• _作業指示_
提示文によると、円地文子の父親は誰で、どのような人物だったか。

:: 提示文

それを強く支えてくれたものは『小説新潮』に、短篇的な連作形式で発表した長篇小説『女坂』の成功であったにちがいない。それに注意することを勧めてくれたのは高見順君だった。それは約八年間にわたって発表された。その労は報いられて、彼女は先輩の宇野千代さんと揃って野間文芸賞を受けた」

 辛苦と逆境のなかから生み出された小説『女坂』(角川小説新書、1957年)で第10回野間文芸賞を受賞したが、彼女の代表作となっている。

 円地文子(えんちふみこ) は、1905(明治38)年10月2日に生まれる。東京都台東区浅草橋の出身。本名は圓地富美(えんちふみ)、1986年11月14日に死去、81歳だった。高等女学校を中退したが、父親は東京大学教授の上田萬年で国語学者として著名だった。

 幼き時より病弱でいろんな病気をして学校も欠席することが多かったので、父から個人教授を受けながら学んでいたが、戯曲、古典の日本文学に興味を抱く。

 戯曲家の小山内薫から教えを受け、初めは戯曲作家として作品を創作する。戯曲作家として活動するも、小説家としてはあまり評価されなかった。生活のため少女小説などで糊口を凌いでいた。世の中から小説家として認められだしたのは、1960年代に入ってからのことである。

 ある逸話が残っている。1965年に創設された谷崎潤一郎賞の選考委員となったが、自分の小説を受賞対象に主張したことで周りから反対にあい、選考委員の武田泰淳から選考委員の受賞はダメだと痛烈に批判をされたという。

 円地には激情ともいえる気性がある。

::::
:: 抜粋データ

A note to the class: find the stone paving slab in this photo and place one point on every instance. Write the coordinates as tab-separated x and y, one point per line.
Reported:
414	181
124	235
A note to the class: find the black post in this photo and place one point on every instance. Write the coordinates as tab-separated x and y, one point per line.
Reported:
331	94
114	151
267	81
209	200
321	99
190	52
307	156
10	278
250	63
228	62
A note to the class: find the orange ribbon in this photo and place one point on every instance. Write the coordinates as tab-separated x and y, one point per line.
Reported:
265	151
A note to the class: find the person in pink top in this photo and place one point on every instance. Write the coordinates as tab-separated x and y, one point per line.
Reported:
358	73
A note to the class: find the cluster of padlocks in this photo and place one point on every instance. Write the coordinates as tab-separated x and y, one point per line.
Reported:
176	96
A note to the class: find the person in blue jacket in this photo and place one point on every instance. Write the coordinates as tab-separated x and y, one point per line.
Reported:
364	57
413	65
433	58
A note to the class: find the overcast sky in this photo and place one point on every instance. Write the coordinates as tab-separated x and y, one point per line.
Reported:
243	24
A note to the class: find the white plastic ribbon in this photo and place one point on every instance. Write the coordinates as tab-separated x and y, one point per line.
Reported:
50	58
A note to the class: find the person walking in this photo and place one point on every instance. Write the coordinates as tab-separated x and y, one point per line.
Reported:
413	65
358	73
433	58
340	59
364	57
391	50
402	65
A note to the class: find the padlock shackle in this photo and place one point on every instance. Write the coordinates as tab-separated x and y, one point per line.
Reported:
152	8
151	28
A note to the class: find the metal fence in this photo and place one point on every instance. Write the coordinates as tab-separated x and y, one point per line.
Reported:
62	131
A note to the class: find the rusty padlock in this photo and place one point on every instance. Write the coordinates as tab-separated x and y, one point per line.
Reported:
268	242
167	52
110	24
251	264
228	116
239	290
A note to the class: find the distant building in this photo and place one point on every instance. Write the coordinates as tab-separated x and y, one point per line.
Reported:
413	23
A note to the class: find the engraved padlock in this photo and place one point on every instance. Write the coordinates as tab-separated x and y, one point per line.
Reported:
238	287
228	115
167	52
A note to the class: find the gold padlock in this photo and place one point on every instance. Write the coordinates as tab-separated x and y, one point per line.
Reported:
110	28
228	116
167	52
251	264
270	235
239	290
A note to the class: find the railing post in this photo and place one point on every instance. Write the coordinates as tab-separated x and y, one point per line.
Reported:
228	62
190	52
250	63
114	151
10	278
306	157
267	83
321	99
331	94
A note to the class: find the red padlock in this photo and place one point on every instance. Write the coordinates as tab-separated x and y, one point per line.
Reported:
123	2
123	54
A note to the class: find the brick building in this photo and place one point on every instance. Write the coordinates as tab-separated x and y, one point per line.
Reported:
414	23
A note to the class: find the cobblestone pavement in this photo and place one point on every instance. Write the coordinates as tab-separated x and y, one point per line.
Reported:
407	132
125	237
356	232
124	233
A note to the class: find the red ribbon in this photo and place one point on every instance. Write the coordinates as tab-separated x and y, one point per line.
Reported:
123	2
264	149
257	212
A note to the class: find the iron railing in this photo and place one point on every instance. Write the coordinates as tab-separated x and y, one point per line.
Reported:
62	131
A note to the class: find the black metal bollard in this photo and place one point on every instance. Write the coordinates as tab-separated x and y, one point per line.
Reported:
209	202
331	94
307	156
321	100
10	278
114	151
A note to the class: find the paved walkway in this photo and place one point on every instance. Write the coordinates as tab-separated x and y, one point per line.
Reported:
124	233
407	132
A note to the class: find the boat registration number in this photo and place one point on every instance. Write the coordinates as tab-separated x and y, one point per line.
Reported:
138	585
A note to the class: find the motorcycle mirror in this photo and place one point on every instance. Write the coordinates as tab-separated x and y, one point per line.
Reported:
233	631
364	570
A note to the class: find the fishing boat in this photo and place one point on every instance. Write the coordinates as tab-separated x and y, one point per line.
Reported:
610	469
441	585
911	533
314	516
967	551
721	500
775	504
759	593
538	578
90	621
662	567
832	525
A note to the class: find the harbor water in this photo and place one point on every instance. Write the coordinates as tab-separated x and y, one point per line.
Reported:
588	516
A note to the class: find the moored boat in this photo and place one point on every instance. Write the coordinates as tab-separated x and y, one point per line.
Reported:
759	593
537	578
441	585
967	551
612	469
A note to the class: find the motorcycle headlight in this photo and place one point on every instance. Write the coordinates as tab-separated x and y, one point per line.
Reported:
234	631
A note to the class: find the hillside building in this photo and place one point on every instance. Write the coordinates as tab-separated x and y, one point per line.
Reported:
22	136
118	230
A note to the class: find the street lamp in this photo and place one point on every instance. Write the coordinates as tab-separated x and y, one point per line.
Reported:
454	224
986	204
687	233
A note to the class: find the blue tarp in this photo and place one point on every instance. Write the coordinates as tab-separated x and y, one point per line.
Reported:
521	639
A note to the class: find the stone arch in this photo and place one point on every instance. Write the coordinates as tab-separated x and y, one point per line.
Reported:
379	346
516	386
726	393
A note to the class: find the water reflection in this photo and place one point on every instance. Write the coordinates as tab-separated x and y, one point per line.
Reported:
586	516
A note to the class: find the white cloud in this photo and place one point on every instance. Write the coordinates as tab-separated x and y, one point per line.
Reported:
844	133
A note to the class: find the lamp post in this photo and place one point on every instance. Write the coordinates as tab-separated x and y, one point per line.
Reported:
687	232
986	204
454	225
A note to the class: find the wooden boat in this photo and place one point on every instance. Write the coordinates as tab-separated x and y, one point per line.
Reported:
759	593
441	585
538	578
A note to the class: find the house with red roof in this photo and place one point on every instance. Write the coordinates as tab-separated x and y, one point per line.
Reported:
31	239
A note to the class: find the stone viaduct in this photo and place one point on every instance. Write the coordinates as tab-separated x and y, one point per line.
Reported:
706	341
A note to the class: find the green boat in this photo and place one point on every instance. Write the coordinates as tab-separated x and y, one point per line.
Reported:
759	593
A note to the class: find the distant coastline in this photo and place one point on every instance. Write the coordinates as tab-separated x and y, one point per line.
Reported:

::::

• _解答_
東京大学教授で、国語学者として著名だった上田萬年である。